EXERCISE INSTRUCTIONS >>
Write out, character for character, the line containing "Could you point out the white sea" and all lines after it up to the end of the listing.

--- Start AVAILABLE DATA ---

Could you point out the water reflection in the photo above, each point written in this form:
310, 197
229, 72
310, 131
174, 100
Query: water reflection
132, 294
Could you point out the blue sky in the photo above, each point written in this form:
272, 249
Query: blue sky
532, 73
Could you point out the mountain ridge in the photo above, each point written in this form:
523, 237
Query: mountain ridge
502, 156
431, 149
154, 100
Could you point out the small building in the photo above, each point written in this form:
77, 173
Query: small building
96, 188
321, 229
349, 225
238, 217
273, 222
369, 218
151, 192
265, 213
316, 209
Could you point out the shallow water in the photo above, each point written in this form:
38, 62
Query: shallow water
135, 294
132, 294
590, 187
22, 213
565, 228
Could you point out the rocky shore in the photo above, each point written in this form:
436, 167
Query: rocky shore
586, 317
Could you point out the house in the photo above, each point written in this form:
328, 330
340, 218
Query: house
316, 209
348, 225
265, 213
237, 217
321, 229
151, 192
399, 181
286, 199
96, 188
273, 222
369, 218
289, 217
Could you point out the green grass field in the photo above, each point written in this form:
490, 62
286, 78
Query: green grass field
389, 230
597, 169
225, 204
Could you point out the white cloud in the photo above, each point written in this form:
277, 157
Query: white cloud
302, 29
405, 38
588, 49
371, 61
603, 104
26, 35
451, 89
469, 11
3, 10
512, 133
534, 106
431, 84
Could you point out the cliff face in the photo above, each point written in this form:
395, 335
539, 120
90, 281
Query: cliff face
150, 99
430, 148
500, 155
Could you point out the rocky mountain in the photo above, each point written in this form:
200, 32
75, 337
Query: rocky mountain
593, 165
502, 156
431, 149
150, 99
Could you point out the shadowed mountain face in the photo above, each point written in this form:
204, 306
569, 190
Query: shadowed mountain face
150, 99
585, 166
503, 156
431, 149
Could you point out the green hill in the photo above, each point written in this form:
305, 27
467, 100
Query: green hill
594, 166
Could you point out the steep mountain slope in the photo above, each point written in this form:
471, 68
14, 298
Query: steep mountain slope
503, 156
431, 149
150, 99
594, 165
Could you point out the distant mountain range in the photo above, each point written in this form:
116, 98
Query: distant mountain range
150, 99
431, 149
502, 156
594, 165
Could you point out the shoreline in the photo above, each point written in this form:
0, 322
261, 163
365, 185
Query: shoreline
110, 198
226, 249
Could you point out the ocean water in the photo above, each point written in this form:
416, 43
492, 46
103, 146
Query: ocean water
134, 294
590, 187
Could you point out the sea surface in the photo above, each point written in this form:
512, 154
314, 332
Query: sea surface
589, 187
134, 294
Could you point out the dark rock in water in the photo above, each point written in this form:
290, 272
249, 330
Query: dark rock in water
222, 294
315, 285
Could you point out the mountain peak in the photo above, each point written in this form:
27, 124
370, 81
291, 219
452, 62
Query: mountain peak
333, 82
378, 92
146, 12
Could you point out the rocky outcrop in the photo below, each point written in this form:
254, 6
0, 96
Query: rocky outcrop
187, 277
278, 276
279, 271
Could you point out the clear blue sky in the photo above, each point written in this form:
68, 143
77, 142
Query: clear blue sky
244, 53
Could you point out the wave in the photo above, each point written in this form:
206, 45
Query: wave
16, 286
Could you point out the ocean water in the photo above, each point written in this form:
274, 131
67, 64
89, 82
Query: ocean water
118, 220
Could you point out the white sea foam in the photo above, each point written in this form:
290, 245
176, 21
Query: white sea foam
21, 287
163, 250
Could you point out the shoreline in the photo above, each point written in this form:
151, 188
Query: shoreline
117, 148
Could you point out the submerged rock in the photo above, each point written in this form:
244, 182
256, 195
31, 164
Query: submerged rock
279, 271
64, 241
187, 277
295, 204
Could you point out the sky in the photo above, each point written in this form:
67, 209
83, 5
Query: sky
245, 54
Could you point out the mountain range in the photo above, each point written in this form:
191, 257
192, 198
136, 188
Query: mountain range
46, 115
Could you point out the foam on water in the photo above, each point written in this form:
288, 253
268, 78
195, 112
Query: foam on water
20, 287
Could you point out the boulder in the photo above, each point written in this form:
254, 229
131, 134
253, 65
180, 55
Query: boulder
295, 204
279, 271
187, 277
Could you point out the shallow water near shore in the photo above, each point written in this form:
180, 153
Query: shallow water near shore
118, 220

--- End AVAILABLE DATA ---

RESPONSE TO THIS TASK >>
Could you point out the white sea foam in the photo above, each point written in this form:
290, 245
176, 21
Query: white sea foam
21, 287
163, 250
Could you point out the shoreline in the photo above, each point written in this form:
151, 188
Query: shoreline
117, 148
Could you point out the submerged rock in the photo above, each point written in this form:
244, 182
256, 195
31, 164
Query: submerged rock
279, 271
64, 241
187, 277
295, 204
Could you point out the sky in the photo above, each point written in this form:
67, 209
83, 5
Query: sky
245, 54
Could you point out the mountain range in the photo above, each point written in this form:
191, 257
192, 198
136, 188
Query: mountain range
46, 115
Could you point out the foam on water in the photo above, each point written in this form:
288, 253
268, 78
195, 112
Query: foam on water
20, 287
Could you point out the boulder in the photo above, each point written in this form:
254, 229
131, 134
253, 65
180, 55
Query: boulder
295, 204
279, 271
187, 277
Could you point out the shallow water near shore in the photo above, each point written in this form:
180, 153
Query: shallow water near shore
118, 220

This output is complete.